→ **VORLIEGENDER TEXT**
In meinem täglichen Job beschäftige ich mich als Sysadmin vor allem mit Serversicherheit. Dabei haben wir momentan das Problem, dass dank eingestellter Software ein Upgrade auf eine neuere Version des Debian OS nicht so einfach ist. Trotz alledem wurde und wird in hingebungsvoller Kleinarbeit dafür Sorge getragen, dass die Server die notwendigen und wichtigen Serverstandards haben – denn ich sehe mich als Admin in der Verantwortung dafür Sorge zu tragen, dass die Serversicherheit verstärkt und vor allem auch verfügbar ist – und das ganz ohne ein IT-Sicherheitsgesetz.

Nun haben wir vor einiger Zeit unsichere Verbindungen für den Erhalt und Versand von E-Mails abgeschaltet. Das bedeutet, dass nun jeder Kunde der eine E-Mail versenden oder empfangen will, sich immer über TLS (mindestens 1.0 aus Kompatibilitätsgründen) zum Server verbinden und seine Zugangsdaten verwenden muss. Die Umstellung an sich war ein spannendes Erlebnis, allein wie viele Kunden a) angeschrieben wurden und b) bisher ohne mit der Wimper zu zucken, unverschlüsselt Mails abriefen oder versendeten. Das dabei die Zugangsdaten durch die Welt und für jeden lesbar gepumpt wurden, störte niemanden – „es läuft doch auch so?“

Besonders spannend wird es aber nun mit all jenen Kunden, die eine Software eines Drittanbieters einsetzen, die scheinbar nicht in der Lage ist, mit STARTTLS sich am Server anzumelden. Da wir kein SSLv3/2 mehr anbieten, funktioniert diese Software nicht mehr. Die Hersteller dieser „mehrfach zertifizierten und prämierten Software“ (ich frage mich wer diesen Schrott zertifiziert hat, wobei für Geld ja bekanntlich alles gemacht wird), glänzen trotz angeblicher „Fachkräfte“, die sich auf den „Über uns“ Seiten auch noch mit vor Jahrzehnten erworbenen Titeln rühmen, mit einer Inkompetenz die seines Gleichen sucht. Da wir dem Kunden schon mal eben empfohlen, „ach schalten Sie doch SSL ab, dann geht das auch“. Ich will nun nicht erst mit dem IT-Sicherheitsgesetz wedeln, das vermutlich ein Papiertieger ohne Zähne ist und kaum zum Einsatz kommt, aber soetwas sollte man mindestens abstrafen, wenn nicht sogar veröffentlichen.

Das eigentlich Schlimme daran ist nur, dass es niemanden stört. Derartige O-Töne werden direkt weiter geleitet und der Kunde steht mit forderndem Blick im Ticketsystem und erwartet, dass man als Provider mal eben alle Sicherheitsmaßnahmen über Bord wirft, nur damit die Schrottsoftware funktioniert. Ich frage mich ernsthaft, warum man immer auf die Idee kommt den Server an die Software anzupassen, anstatt den alten Ranzcode endlich mal aufzuräumen und dafür zu sorgen, dass er dem aktuellen Standard entspricht. Nur das ist vermutlich in den klammen Kassen gar nicht mehr drin: Der Code wurde vor gefühlten 100 Jahren von einem unterbezahlten Studenten im Keller zusammengeschustert und wird jahrelang nur durch Leichenfledderei und wildem Rumgepatche am Leben erhalten.

→ **AUSZÜGE AUS DATEN**
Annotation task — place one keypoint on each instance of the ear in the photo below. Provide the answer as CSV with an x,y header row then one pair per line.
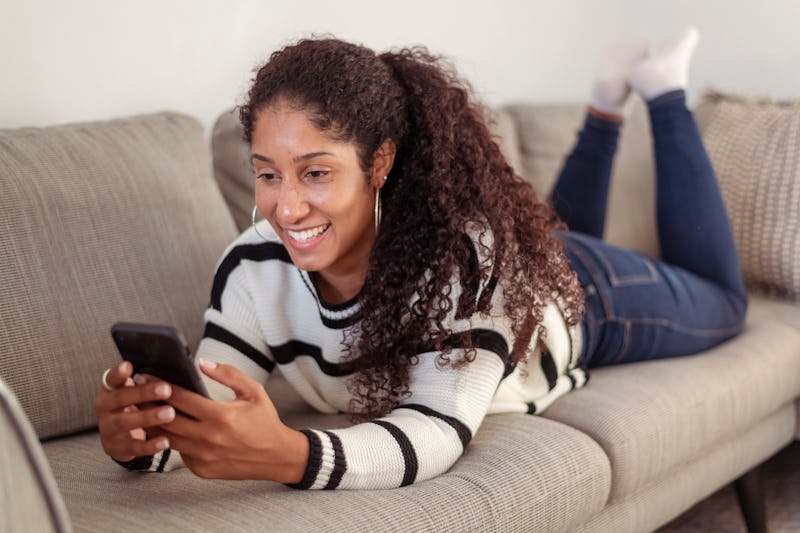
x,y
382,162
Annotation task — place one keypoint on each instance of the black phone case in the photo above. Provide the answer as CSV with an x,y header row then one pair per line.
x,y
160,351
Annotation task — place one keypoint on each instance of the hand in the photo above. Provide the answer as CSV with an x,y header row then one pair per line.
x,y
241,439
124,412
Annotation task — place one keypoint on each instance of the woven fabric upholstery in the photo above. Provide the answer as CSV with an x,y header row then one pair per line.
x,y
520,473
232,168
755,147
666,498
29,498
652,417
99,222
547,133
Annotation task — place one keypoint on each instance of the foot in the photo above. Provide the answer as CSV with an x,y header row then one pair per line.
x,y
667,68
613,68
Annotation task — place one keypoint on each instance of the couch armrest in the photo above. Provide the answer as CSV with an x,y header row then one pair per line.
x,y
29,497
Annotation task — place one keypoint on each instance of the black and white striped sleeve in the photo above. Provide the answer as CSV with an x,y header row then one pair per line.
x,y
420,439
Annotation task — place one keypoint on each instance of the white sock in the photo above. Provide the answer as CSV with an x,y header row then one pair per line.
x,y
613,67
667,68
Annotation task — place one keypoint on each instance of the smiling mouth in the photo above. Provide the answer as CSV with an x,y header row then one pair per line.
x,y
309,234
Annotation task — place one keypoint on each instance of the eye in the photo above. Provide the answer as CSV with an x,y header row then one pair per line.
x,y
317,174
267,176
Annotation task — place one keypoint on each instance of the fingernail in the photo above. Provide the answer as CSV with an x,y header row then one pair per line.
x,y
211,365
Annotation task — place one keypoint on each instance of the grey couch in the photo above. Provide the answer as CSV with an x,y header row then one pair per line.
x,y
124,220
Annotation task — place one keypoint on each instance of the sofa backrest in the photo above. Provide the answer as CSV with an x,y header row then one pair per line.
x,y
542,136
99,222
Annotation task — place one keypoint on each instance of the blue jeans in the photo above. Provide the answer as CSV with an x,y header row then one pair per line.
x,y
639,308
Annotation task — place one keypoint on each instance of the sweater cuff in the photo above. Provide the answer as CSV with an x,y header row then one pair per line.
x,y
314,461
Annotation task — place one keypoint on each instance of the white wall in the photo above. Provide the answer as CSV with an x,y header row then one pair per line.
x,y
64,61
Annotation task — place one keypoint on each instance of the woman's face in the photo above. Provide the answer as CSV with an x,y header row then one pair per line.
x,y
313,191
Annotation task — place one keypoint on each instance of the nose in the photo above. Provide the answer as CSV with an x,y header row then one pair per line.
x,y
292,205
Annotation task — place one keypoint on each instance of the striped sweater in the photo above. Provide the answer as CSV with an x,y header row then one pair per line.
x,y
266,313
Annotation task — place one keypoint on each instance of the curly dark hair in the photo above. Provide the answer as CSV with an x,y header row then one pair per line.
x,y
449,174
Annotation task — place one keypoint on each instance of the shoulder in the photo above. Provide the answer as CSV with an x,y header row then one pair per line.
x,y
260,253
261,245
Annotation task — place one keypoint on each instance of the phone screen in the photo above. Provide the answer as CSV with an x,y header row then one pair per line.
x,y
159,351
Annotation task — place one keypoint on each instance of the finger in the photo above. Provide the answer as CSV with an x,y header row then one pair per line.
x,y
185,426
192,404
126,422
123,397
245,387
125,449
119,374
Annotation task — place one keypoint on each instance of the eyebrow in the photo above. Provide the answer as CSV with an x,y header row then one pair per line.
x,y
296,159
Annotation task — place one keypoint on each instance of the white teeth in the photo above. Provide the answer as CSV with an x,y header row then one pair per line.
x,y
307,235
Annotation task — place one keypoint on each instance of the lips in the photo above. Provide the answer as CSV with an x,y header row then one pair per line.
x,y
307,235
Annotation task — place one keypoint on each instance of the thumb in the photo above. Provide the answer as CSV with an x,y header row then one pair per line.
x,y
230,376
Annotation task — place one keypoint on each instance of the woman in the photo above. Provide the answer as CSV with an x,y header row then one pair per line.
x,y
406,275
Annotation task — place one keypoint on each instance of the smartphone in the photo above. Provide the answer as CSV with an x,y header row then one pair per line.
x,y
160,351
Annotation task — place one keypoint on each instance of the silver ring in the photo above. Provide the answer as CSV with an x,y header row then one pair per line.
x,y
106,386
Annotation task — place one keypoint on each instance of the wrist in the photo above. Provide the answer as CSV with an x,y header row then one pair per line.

→ **GESTELLTE AUFGABE A**
Prüfe anhand des Textes über Serversicherheit, ob die folgenden Aussagen stimmen, und belege jede Antwort mit einem wörtlichen Zitat: (i) Für Verbindungen zum Server ist mindestens TLS 1.0 nötig. (ii) Der Provider bietet weiterhin SSLv3 an. (iii) Ein Upgrade auf eine neuere Debian-Version ist problemlos machbar.
→ **GESTELLTE AUFGABE B**
Übersetze diesen Satz aus dem Text über Serversicherheit ins Englische: „Nun haben wir vor einiger Zeit unsichere Verbindungen für den Erhalt und Versand von E-Mails abgeschaltet.“
→ **GESTELLTE AUFGABE C**
Schreib den Text über Serversicherheit im gleichen Ton nach seinem letzten Satz weiter.

→ **ENDGÜLTIGE ANTWORT A**
(i) Ja: „sich immer über TLS (mindestens 1.0 aus Kompatibilitätsgründen) zum Server verbinden“
(ii) Nein: „Da wir kein SSLv3/2 mehr anbieten“
(iii) Nein: „dass dank eingestellter Software ein Upgrade auf eine neuere Version des Debian OS nicht so einfach ist“

→ **ENDGÜLTIGE ANTWORT B**
Some time ago, we switched off insecure connections for receiving and sending emails.

→ **ENDGÜLTIGE ANTWORT C**
Am Ende des Tages kündigt der Kunde dann mit der Begründung, dass die Server des Providers zu sicher(!) sind und deswegen die Software, die man doch so dringend braucht, nicht funktioniert. Beim Null-Ahnung-Hoster um die Ecke, der natürlich von Sicherheit nichts gehört hat, funktioniert doch alles.

Ich habe mir es nicht nehmen lassen, zu verifizieren wie der Ist-Stand ist. Nachfolgend die Ergebnisse erst von unserem Server und dann vom dem Server auf den der Kunde nun umzieht.

Unser Hosting Server:

server_2

Server des „neuen“ Anbieters:

server_1

Das Beste an der Geschichte: Wir bieten den Kunden für solche Problemfälle sogar einen Ausweg, in dem man einen virtuellen MX buchen kann. Dabei handelt es sich um einen vServer der individuell für den Kunden zusammen gestellt und dann konfiguriert wird. So kann der Kunde dort ensprechend „unsicher“ einliefern, wir verschlechtern jedoch nicht die Sicherheit unserer Hosting Server. Leider ist es jedoch so, dass wir eher technisch und objektiv argumentieren, anstatt dem Kunden das Blaue vom Himmel vorzulügen, nur damit wir einen Kunden bekommen. Aber scheinbar legt heute keiner mehr Wert auf technischen Sachverstand und Qualität, Hauptsache die Software läuft irgendwie. Zum Glück gibt es noch 80 Mio andere Kunden.

Leider kann ich die Namen der Anbieter hier nicht veröffentlichen auch wenn es mir sehr schwer fällt. Es ist aber ein Schlag ins Gesicht all derer, die sich darum kümmern, dass Server sicher sind und die Kunden, wie es das IT Sicherheitsgesetz fordert, diese sicheren Verbindungen auch nutzen.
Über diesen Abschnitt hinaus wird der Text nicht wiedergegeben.